▸ **Data records**
· · · ·

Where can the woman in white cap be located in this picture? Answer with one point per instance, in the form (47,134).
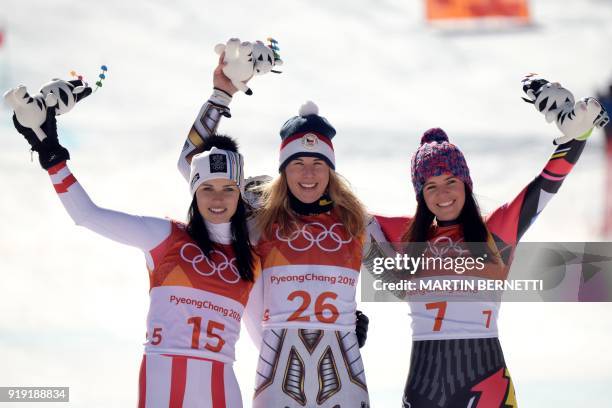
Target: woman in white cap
(310,234)
(200,272)
(457,358)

· · · ·

▸ **Your task**
What is needed is every entry above, repeated exactly, with the pictures dropped.

▸ **Task result**
Where can the woman in white cap be located in this picture? Answer with one point per instance, in the form (47,134).
Target: woman in white cap
(310,234)
(200,272)
(457,358)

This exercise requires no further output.